------ Vorliegender Text ------

Kleinstgruppenvertretung. Dienstag vertrat ich eine meiner Yogakolleginnen in einer offenen Stunde, und durch irgendeine verrückte Fügung waren nur zwei Schülerinnen auf ihren Matten zugegen. Ich bin großer Fan solcher kleinen, sehr privaten Stunden, weil sie viel mehr Raum geben, individuell auf Fragen einzugehen, genau hinzuschauen und (falls gewünscht) Hands-on-Assists zu geben — also: Menschen statt Asanas zu unterrichten. Und so wurde aus der Yogastunde ein recht intensiver Workshop, der im Anschluss nach einem heißen Bad rief. Blöderweise habe ich erstens keine Badewanne — und zweitens habe ich es irgendwie geschafft, mein fahrradverunfalltes Knie wieder zu überlasten. Das sollte ich allerdings erst am nächsten Tag zu spüren bekommen.

Humpelstilzchen. Am Mittwoch Morgen wollte ich in der mir naturgegebenen Art (locker, flockig und beschwingt) die Stufen herab zum Auto traben, scheiterte aber an einem Muskelkater, der sich überaus gewaschen hatte. Das ist kein Wunder, da ich in den letzten Wochen selbst wenig kraftvoll geübt hatte — und wenn ich ehrlich bin, habe ich das brennende Gefühl in den Oberschenkeln mehr als genossen. Glücklicherweise war ich am frühen Abend mit Beginn der nächsten beiden Yogakurse wieder einigermaßen in der Lage, kontrolliert vom Stand in den Schneidersitz zu gelangen, ohne dabei laut „AU!“ rufen zu müssen. So kam ich durchaus glückselig durch zweikommafünf der drei Stunden Unterricht, nur um dann, bämm, besagtem Knie beim Versagen zufühlen zu müssen. Es war fast so, als wäre all die Heilung des letzten halben Jahres nie geschehen, und es mag sein, dass ich mich in diesem Moment am liebsten schmerz- und frustheulend auf den Boden geworfen und mit den Fäusten auf eben diesen eingetrommelt hätte. Aber well, Verantwortung für Neuyogierende und so, also: Durchatmen, sechszehn Seelen zurückführen in die Rückenlage, Savasana ansagen, OM singen und noch ein bisschen Anschlussliebe verteilen, bevor es ans Lecken der Wunde gehen konnte. Ging dann auch schon wieder, zumindest was den Frust angeht.

------ Auflistung ------

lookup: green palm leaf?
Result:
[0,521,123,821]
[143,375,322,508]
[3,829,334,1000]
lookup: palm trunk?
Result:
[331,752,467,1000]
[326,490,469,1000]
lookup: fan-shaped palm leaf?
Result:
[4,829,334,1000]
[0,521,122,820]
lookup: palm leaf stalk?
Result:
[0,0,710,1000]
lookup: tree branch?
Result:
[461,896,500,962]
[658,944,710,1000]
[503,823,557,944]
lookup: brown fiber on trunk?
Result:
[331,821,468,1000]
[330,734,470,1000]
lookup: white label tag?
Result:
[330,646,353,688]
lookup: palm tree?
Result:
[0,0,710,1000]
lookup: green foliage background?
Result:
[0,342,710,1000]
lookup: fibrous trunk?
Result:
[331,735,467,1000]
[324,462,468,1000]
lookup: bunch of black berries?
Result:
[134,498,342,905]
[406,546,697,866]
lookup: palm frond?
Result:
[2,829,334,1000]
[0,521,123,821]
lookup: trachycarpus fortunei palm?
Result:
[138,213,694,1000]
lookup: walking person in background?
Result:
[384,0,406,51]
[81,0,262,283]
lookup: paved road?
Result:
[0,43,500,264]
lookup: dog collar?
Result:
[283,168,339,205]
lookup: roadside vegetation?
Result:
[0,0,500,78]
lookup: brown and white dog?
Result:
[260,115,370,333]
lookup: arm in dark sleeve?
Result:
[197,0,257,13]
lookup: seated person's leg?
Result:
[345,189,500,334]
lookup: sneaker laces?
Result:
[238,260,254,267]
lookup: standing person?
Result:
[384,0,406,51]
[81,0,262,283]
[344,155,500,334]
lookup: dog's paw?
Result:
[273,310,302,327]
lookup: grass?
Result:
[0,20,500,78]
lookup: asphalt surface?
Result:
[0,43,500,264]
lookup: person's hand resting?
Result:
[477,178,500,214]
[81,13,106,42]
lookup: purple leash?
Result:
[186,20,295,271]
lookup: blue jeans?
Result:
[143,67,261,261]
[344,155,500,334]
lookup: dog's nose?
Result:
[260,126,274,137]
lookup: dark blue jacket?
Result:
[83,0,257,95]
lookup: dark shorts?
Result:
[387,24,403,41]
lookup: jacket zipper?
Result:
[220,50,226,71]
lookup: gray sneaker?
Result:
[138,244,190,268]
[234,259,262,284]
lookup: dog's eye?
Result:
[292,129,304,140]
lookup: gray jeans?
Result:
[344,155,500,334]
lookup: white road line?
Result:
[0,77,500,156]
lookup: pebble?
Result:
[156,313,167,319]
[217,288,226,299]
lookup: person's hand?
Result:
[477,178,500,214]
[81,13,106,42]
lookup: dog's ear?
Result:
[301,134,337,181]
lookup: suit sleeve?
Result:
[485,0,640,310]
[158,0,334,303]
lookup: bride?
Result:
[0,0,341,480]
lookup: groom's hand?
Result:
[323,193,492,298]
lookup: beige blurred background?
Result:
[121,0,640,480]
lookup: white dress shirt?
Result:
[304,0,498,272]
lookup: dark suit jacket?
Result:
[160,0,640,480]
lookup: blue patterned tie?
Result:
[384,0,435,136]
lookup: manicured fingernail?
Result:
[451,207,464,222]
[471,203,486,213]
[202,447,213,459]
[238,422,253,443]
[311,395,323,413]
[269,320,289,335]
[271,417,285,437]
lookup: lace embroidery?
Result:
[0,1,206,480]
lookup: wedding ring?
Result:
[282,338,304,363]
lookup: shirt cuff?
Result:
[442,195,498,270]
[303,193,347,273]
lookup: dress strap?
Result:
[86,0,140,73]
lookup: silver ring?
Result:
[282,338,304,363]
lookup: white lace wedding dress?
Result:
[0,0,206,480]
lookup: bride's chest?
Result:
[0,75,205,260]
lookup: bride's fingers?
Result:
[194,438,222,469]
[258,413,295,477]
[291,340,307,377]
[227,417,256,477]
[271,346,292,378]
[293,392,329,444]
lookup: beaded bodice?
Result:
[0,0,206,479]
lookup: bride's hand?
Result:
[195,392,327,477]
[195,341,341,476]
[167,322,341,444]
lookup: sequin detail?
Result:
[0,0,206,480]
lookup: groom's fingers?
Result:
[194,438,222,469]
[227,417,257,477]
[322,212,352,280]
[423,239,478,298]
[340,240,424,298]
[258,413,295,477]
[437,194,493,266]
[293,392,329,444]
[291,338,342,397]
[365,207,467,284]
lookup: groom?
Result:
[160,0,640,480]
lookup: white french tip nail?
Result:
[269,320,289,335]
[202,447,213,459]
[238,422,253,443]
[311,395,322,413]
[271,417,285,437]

------

→ **Zu erledigen**
1. Dupliziere aus der Auflistung die Zeilen beginnend mit der Zeile, die „lookup: person's hand resting?“ enthält, und endend mit der Zeile, die „[0,75,205,260]“ enthält, beide Grenzzeilen eingeschlossen.
2. Greif den Bericht über den Yogaunterricht und das überlastete Knie an seinem Ende auf und führe ihn weiter.

→ **Erwartete Antworten**
1.
lookup: person's hand resting?
Result:
[477,178,500,214]
[81,13,106,42]
lookup: purple leash?
Result:
[186,20,295,271]
lookup: blue jeans?
Result:
[143,67,261,261]
[344,155,500,334]
lookup: dog's nose?
Result:
[260,126,274,137]
lookup: dark blue jacket?
Result:
[83,0,257,95]
lookup: dark shorts?
Result:
[387,24,403,41]
lookup: jacket zipper?
Result:
[220,50,226,71]
lookup: gray sneaker?
Result:
[138,244,190,268]
[234,259,262,284]
lookup: dog's eye?
Result:
[292,129,304,140]
lookup: gray jeans?
Result:
[344,155,500,334]
lookup: white road line?
Result:
[0,77,500,156]
lookup: pebble?
Result:
[156,313,167,319]
[217,288,226,299]
lookup: person's hand?
Result:
[477,178,500,214]
[81,13,106,42]
lookup: dog's ear?
Result:
[301,134,337,181]
lookup: suit sleeve?
Result:
[485,0,640,310]
[158,0,334,303]
lookup: bride?
Result:
[0,0,341,480]
lookup: groom's hand?
Result:
[323,193,492,298]
lookup: beige blurred background?
Result:
[121,0,640,480]
lookup: white dress shirt?
Result:
[304,0,498,272]
lookup: dark suit jacket?
Result:
[160,0,640,480]
lookup: blue patterned tie?
Result:
[384,0,435,136]
lookup: manicured fingernail?
Result:
[451,207,464,222]
[471,203,486,213]
[202,447,213,459]
[238,422,253,443]
[311,395,323,413]
[269,320,289,335]
[271,417,285,437]
lookup: lace embroidery?
Result:
[0,1,206,480]
lookup: wedding ring?
Result:
[282,338,304,363]
lookup: shirt cuff?
Result:
[442,195,498,270]
[303,193,347,273]
lookup: dress strap?
Result:
[86,0,140,73]
lookup: silver ring?
Result:
[282,338,304,363]
lookup: white lace wedding dress?
Result:
[0,0,206,480]
lookup: bride's chest?
Result:
[0,75,205,260]

2.
Schneeflöckchen, Weißröckchen. Kommen wir zum wahren Star der Woche. Es hat geschneit! IM RHEINLAND! So richtig! Es schneite erst mehrere Stunden und dann über Nacht, mit richtigen, dicken Flocken, die sogar liegen blieben und alles zuckerweiß malten. Es mag sein, dass meine jubelnde Begeisterung für Menschen außerhalb unserer schönen Talsenke nicht ganz nachvollziehbar ist, aber es glich schon einem kleinen Wunder. Einem Wunder, dem man in erster Linie aus dem Verkehrschaos heraus begegnete. An normalen Tagen hätte ich der Szenerie im Home Office gehuldigt — da aber ein wichtiger Termin auch meine körperliche Anwesenheit erforderte, genoss ich die Aussicht eine volle Stunde lang aus dem Stau heraus. Hätte ich noch fünfzehn Minuten draufgelegt, hätte ich auch laufen können, aber Knie. Nun ja.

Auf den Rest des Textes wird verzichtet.